> **Given records**:
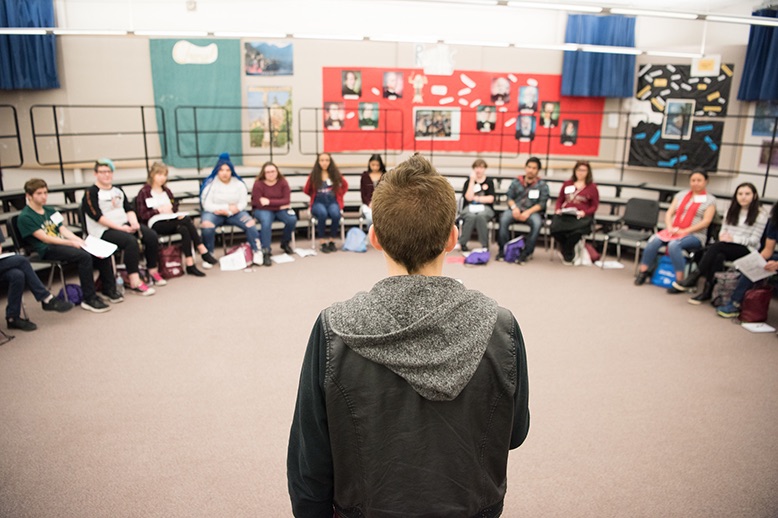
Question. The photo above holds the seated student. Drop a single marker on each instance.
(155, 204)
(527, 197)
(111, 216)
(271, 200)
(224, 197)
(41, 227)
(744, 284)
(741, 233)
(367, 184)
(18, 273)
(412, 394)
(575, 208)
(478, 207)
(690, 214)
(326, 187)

> **Instructions to follow**: Transcribe every entry word for word, but skip the pictures.

> **Task result**:
Question. The photo above holds the seated student. Drop a single marker on each instance.
(155, 204)
(527, 197)
(111, 216)
(271, 200)
(224, 197)
(41, 227)
(744, 284)
(741, 233)
(367, 184)
(18, 273)
(412, 394)
(575, 208)
(478, 207)
(690, 214)
(326, 187)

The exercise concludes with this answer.